*Exercise goal*: An exact repetition of the data below, without images, is the expected answer.

----

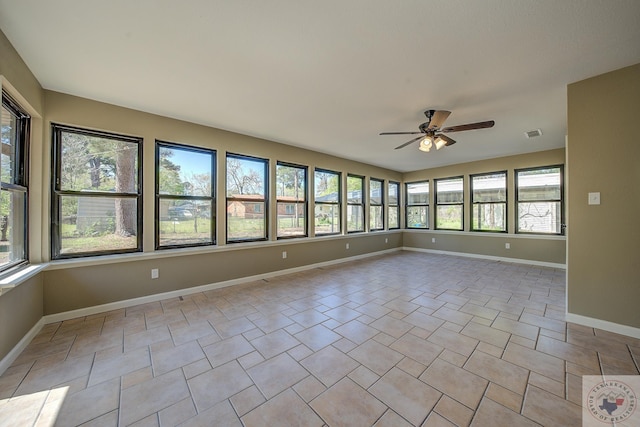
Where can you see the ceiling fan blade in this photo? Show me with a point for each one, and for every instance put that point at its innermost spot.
(438, 119)
(409, 142)
(446, 138)
(469, 126)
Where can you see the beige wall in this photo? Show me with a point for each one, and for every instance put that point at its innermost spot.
(86, 286)
(604, 156)
(80, 284)
(22, 307)
(543, 249)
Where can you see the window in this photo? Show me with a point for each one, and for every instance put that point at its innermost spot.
(393, 201)
(449, 203)
(376, 201)
(291, 197)
(539, 195)
(97, 198)
(246, 198)
(13, 186)
(355, 203)
(327, 202)
(417, 209)
(185, 204)
(489, 202)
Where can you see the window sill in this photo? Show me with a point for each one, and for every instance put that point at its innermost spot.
(14, 278)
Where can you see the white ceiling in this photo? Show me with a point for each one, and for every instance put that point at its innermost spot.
(331, 75)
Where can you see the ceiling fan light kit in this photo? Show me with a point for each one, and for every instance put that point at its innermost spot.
(429, 131)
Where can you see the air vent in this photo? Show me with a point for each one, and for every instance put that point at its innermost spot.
(533, 133)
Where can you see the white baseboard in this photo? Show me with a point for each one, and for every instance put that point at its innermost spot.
(19, 348)
(488, 257)
(88, 311)
(605, 325)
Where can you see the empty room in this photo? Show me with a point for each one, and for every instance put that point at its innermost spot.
(352, 213)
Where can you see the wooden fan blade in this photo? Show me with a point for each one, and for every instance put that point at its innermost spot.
(409, 142)
(446, 138)
(438, 119)
(469, 126)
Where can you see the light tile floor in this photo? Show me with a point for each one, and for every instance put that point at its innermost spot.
(396, 340)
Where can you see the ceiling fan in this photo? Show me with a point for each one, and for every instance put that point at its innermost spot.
(430, 133)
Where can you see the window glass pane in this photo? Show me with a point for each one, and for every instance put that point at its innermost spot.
(540, 217)
(97, 224)
(449, 217)
(13, 171)
(418, 193)
(327, 219)
(327, 187)
(291, 183)
(418, 216)
(375, 218)
(355, 218)
(539, 184)
(97, 164)
(245, 220)
(246, 177)
(489, 216)
(394, 189)
(291, 219)
(449, 191)
(375, 192)
(8, 137)
(393, 217)
(354, 189)
(489, 188)
(12, 227)
(185, 222)
(93, 163)
(184, 172)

----

*Response to the exercise*:
Where can you see the ceiling fan blade in this photo? Show me with a point for each one, and for every instance put that point at its innermost spot.
(438, 119)
(409, 142)
(446, 138)
(469, 126)
Where can you see the beige wall in this photo? Show me with a point for each one, and for every instance put that point at its innermost spot.
(86, 286)
(604, 156)
(80, 284)
(22, 307)
(543, 249)
Where can you see the window in this photo? Show me with a point for each one, and for every instance put that point at its innermost spot.
(393, 201)
(449, 203)
(376, 201)
(291, 197)
(539, 195)
(97, 198)
(246, 198)
(13, 186)
(355, 203)
(327, 202)
(417, 209)
(185, 204)
(489, 202)
Where can you see the window sill in this photo? Show me with a point for each one, and for every instance put that point at its innermost spot.
(14, 278)
Where can you see the white ceiling in this photo? Show me with a point for each one, and for every instance put that point at its innermost spot.
(331, 75)
Where can you see the ceiling fan light kit in this photo? Show me with a point for each one, and for every instance put that point at its innermost spot.
(429, 131)
Where can you see the air vent in this photo? Show me with a point for each one, and for every instance put that point at its innermost spot.
(533, 133)
Where can you see the white baseboard in this photo? Show me with a point for each one, and for every instance put that point at its innermost spot.
(19, 348)
(488, 257)
(88, 311)
(605, 325)
Where can you see the empty room in this photo? Show me with a point for each one, and for every instance put that point at its innermost spot.
(352, 213)
Where can you see the wooden fan blade in this photo? Show me with a point for each one, and for every instance put that point at its innermost spot.
(409, 142)
(446, 138)
(438, 119)
(469, 126)
Where can you see the light tile floor in this photo? Show me with a point for each one, and for every instance put that point at its innermost spot.
(396, 340)
Where can you see the ceiling fan in this photo? Show me with a point for each one, and for every instance put that point at its innermost spot.
(430, 133)
Where can you see the window glass pane in this photo? Show me with a point for each one, and for every instance put that point at its innermost spot.
(540, 217)
(97, 224)
(449, 217)
(13, 171)
(418, 193)
(327, 219)
(327, 187)
(291, 183)
(418, 216)
(375, 218)
(355, 218)
(539, 184)
(97, 164)
(245, 220)
(246, 177)
(489, 216)
(394, 189)
(291, 219)
(449, 191)
(375, 192)
(8, 137)
(393, 217)
(354, 189)
(489, 188)
(12, 227)
(185, 222)
(93, 163)
(184, 172)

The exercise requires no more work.